YOUR INSTRUCTIONS:
A word-for-word retyping of the listing is the goal.

- Opening Delimiter -

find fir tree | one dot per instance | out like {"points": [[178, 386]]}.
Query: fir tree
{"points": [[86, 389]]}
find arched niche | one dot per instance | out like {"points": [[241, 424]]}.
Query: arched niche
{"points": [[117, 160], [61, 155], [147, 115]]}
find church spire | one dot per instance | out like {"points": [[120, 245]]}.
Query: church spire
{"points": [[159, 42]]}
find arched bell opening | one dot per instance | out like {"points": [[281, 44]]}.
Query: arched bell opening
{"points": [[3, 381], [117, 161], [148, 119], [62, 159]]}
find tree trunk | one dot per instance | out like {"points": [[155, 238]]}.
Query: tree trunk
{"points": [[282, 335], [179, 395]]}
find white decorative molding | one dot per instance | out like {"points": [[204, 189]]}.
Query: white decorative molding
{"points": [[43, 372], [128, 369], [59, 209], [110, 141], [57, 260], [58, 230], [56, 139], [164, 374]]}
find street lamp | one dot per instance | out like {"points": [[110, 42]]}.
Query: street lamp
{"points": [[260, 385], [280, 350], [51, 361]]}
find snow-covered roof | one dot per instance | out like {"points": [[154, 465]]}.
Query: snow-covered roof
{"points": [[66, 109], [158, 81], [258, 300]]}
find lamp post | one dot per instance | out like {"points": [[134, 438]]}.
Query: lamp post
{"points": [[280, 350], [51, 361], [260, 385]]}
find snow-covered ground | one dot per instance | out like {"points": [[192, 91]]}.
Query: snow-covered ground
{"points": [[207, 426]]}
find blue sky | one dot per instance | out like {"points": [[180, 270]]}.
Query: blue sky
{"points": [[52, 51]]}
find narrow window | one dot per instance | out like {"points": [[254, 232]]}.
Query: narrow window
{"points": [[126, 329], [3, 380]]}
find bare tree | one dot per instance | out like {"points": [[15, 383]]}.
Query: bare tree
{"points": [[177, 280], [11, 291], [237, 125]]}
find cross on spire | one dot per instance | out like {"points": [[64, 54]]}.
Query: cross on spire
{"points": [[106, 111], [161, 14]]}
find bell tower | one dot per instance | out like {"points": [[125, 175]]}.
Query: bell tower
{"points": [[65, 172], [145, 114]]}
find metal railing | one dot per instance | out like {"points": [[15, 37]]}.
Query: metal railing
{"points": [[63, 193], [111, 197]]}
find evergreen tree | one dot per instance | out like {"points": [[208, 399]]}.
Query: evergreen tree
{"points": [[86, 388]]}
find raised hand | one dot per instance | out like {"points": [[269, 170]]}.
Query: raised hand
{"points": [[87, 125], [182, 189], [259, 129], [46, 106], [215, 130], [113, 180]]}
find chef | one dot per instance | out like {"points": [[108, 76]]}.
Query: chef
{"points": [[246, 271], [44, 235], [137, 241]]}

- Closing Delimiter -

ANSWER SPACE:
find fir tree | one dot per instance | out like {"points": [[178, 386]]}.
Query: fir tree
{"points": [[86, 389]]}
find arched niche | one dot per instance | out like {"points": [[241, 424]]}.
Query: arched niche
{"points": [[117, 160], [61, 155], [147, 115]]}
find church spire | one dot per instance | out like {"points": [[120, 245]]}.
Query: church spire
{"points": [[159, 42]]}
find arched bell opening | one dot per instance | out like {"points": [[281, 44]]}.
Query: arched bell opening
{"points": [[3, 381], [117, 161], [148, 119], [62, 159]]}
find tree trunk | one dot per instance | out like {"points": [[155, 238]]}.
Query: tree trunk
{"points": [[282, 335], [179, 395]]}
find white decorative molding | one dot per instance | out like {"points": [[204, 189]]}.
Query: white decorative molding
{"points": [[43, 372], [128, 369], [59, 209], [110, 141], [57, 260], [58, 230], [56, 139], [164, 374]]}
find street lamp | one dot per instance | out like {"points": [[110, 42]]}.
Query: street lamp
{"points": [[260, 385], [280, 350], [51, 361]]}
find snow-covered roof | one dot per instance | out like {"points": [[154, 465]]}.
Query: snow-covered roof
{"points": [[66, 109], [158, 81], [258, 300]]}
find lamp post | one dot per instance | out like {"points": [[134, 438]]}.
Query: lamp post
{"points": [[280, 350], [51, 361], [260, 385]]}
find snow-covered ground | one dot per instance | out like {"points": [[192, 91]]}.
Query: snow-covered ground
{"points": [[207, 426]]}
find blue sky | one dot per instance | out like {"points": [[180, 270]]}.
Query: blue sky
{"points": [[52, 51]]}
find narrow window | one dot per instance | out like {"points": [[254, 232]]}.
Query: narrow window
{"points": [[126, 329], [3, 380]]}
find bare tree | one dot per instance | out like {"points": [[15, 383]]}.
Query: bare tree
{"points": [[177, 280], [11, 291], [237, 125]]}
find cross on spire | one dot per instance | out like {"points": [[64, 54]]}.
Query: cross on spire
{"points": [[106, 111], [161, 14]]}
find bell tower | one dot per instance | out like {"points": [[125, 175]]}.
Query: bell tower
{"points": [[65, 172], [145, 114]]}
find metal railing | one dot per instance | out like {"points": [[15, 37]]}.
Query: metal railing
{"points": [[63, 193], [111, 197]]}
find evergreen tree | one dot per instance | out like {"points": [[208, 399]]}.
Query: evergreen tree
{"points": [[86, 388]]}
find raised hand | one dot per instance | out like {"points": [[269, 170]]}.
Query: raised hand
{"points": [[87, 125], [182, 189], [259, 129], [46, 106], [215, 130], [113, 180]]}
find chef | one dot per instance | out like {"points": [[108, 76]]}.
Query: chef
{"points": [[246, 271], [44, 235], [137, 241]]}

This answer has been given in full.